## What to work on
Each entry below should be returned exactly as is, with the pictures removed.

## Data shown

* START *

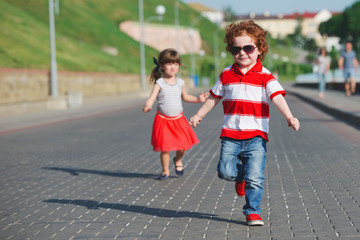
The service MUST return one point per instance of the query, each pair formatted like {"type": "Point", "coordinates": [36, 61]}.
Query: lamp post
{"type": "Point", "coordinates": [53, 66]}
{"type": "Point", "coordinates": [160, 10]}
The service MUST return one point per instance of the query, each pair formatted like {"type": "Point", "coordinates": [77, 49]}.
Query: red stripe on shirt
{"type": "Point", "coordinates": [241, 107]}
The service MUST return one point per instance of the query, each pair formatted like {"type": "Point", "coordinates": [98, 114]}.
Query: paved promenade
{"type": "Point", "coordinates": [90, 173]}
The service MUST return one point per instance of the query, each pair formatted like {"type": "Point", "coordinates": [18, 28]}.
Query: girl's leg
{"type": "Point", "coordinates": [177, 159]}
{"type": "Point", "coordinates": [165, 157]}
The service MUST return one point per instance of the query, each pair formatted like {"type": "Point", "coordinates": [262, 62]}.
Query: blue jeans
{"type": "Point", "coordinates": [322, 82]}
{"type": "Point", "coordinates": [245, 160]}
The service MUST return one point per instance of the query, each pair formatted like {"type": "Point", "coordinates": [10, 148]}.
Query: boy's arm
{"type": "Point", "coordinates": [150, 101]}
{"type": "Point", "coordinates": [209, 104]}
{"type": "Point", "coordinates": [284, 109]}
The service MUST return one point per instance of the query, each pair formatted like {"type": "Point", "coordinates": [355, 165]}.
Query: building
{"type": "Point", "coordinates": [281, 25]}
{"type": "Point", "coordinates": [211, 14]}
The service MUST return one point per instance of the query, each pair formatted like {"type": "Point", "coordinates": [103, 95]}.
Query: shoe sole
{"type": "Point", "coordinates": [256, 223]}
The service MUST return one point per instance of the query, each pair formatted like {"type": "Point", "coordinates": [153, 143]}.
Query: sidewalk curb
{"type": "Point", "coordinates": [348, 117]}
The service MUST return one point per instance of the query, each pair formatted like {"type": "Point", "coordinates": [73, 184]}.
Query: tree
{"type": "Point", "coordinates": [229, 14]}
{"type": "Point", "coordinates": [346, 25]}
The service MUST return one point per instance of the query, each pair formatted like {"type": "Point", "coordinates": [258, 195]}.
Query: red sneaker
{"type": "Point", "coordinates": [240, 188]}
{"type": "Point", "coordinates": [254, 220]}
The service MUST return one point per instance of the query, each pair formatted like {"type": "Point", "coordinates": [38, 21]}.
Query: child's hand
{"type": "Point", "coordinates": [203, 96]}
{"type": "Point", "coordinates": [147, 108]}
{"type": "Point", "coordinates": [195, 120]}
{"type": "Point", "coordinates": [294, 123]}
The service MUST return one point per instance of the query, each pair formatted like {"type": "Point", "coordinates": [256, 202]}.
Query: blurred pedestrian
{"type": "Point", "coordinates": [349, 64]}
{"type": "Point", "coordinates": [323, 63]}
{"type": "Point", "coordinates": [245, 87]}
{"type": "Point", "coordinates": [171, 131]}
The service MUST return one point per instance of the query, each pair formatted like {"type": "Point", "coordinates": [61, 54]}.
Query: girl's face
{"type": "Point", "coordinates": [171, 69]}
{"type": "Point", "coordinates": [247, 57]}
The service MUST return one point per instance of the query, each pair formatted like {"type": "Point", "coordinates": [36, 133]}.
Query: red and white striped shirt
{"type": "Point", "coordinates": [245, 100]}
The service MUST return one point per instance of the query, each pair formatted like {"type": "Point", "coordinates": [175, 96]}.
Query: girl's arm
{"type": "Point", "coordinates": [209, 104]}
{"type": "Point", "coordinates": [283, 108]}
{"type": "Point", "coordinates": [150, 101]}
{"type": "Point", "coordinates": [190, 98]}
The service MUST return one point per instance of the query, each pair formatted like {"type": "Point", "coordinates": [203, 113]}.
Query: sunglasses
{"type": "Point", "coordinates": [248, 49]}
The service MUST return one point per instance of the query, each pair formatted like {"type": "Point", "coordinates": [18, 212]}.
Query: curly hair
{"type": "Point", "coordinates": [250, 28]}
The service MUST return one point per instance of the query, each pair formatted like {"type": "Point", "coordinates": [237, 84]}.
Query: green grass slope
{"type": "Point", "coordinates": [83, 27]}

* END *

## Right answer
The service MUST return one point per instance of the query, each pair formatted like {"type": "Point", "coordinates": [36, 61]}.
Query: lamp post
{"type": "Point", "coordinates": [53, 66]}
{"type": "Point", "coordinates": [160, 10]}
The service MUST return one point per instance of the query, each pair formatted like {"type": "Point", "coordinates": [77, 49]}.
Query: red stripe on shirt
{"type": "Point", "coordinates": [241, 107]}
The service MUST return one point per instance of the query, each pair formatted like {"type": "Point", "coordinates": [98, 114]}.
Query: paved promenade
{"type": "Point", "coordinates": [90, 173]}
The service MUST return one point per instance of the query, each pair formatted like {"type": "Point", "coordinates": [18, 28]}.
Query: girl's leg
{"type": "Point", "coordinates": [177, 159]}
{"type": "Point", "coordinates": [165, 157]}
The service MUST return one point per instance of the query, each pair formatted like {"type": "Point", "coordinates": [262, 62]}.
Query: blue jeans
{"type": "Point", "coordinates": [322, 82]}
{"type": "Point", "coordinates": [245, 160]}
The service MUST return one point per instance of the query, each pair formatted like {"type": "Point", "coordinates": [10, 148]}.
Query: boy's arm
{"type": "Point", "coordinates": [150, 101]}
{"type": "Point", "coordinates": [209, 104]}
{"type": "Point", "coordinates": [284, 109]}
The service MUST return one point per instance of the query, each pair formatted like {"type": "Point", "coordinates": [355, 165]}.
Query: building
{"type": "Point", "coordinates": [281, 25]}
{"type": "Point", "coordinates": [211, 14]}
The service MUST return one point per instance of the query, each pair formatted like {"type": "Point", "coordinates": [103, 95]}.
Query: shoe sole
{"type": "Point", "coordinates": [256, 223]}
The service MUST return one point per instance of the query, each pair formatted like {"type": "Point", "coordinates": [153, 143]}.
Query: sidewalk curb
{"type": "Point", "coordinates": [348, 117]}
The service MUST return one point per instance of the query, each pair formatted like {"type": "Point", "coordinates": [73, 184]}.
Query: tree
{"type": "Point", "coordinates": [229, 14]}
{"type": "Point", "coordinates": [346, 25]}
The service MUST return one point per instance of the query, each pair formatted like {"type": "Point", "coordinates": [258, 195]}.
Query: red sneaker
{"type": "Point", "coordinates": [240, 188]}
{"type": "Point", "coordinates": [254, 220]}
The service MUST return one point per instance of the query, each pair formatted like {"type": "Point", "coordinates": [38, 21]}.
Query: child's hand
{"type": "Point", "coordinates": [203, 96]}
{"type": "Point", "coordinates": [147, 108]}
{"type": "Point", "coordinates": [195, 120]}
{"type": "Point", "coordinates": [294, 123]}
The service MUST return one point per instance of the query, each pair formatted like {"type": "Point", "coordinates": [256, 202]}.
Query: blurred pedestrian
{"type": "Point", "coordinates": [349, 64]}
{"type": "Point", "coordinates": [323, 63]}
{"type": "Point", "coordinates": [245, 87]}
{"type": "Point", "coordinates": [171, 131]}
The service MUST return one point per instance of the query, each pair formatted like {"type": "Point", "coordinates": [61, 54]}.
Query: girl's face
{"type": "Point", "coordinates": [171, 69]}
{"type": "Point", "coordinates": [247, 57]}
The service MUST return one point per instance of the query, each pair formatted like {"type": "Point", "coordinates": [36, 133]}.
Query: red and white striped shirt
{"type": "Point", "coordinates": [245, 100]}
The service MUST return one point per instance of the query, each pair formatted like {"type": "Point", "coordinates": [175, 96]}.
Query: girl's arm
{"type": "Point", "coordinates": [209, 104]}
{"type": "Point", "coordinates": [283, 108]}
{"type": "Point", "coordinates": [150, 101]}
{"type": "Point", "coordinates": [190, 98]}
The service MUST return one point per instance of the query, each pair formatted like {"type": "Point", "coordinates": [203, 113]}.
Query: sunglasses
{"type": "Point", "coordinates": [248, 49]}
The service MUST return one point per instance of the query, each pair formatted like {"type": "Point", "coordinates": [18, 212]}.
Query: curly hair
{"type": "Point", "coordinates": [250, 28]}
The service MUST return one point per instance of the query, each pair formatted like {"type": "Point", "coordinates": [237, 84]}.
Query: green grass slope
{"type": "Point", "coordinates": [83, 27]}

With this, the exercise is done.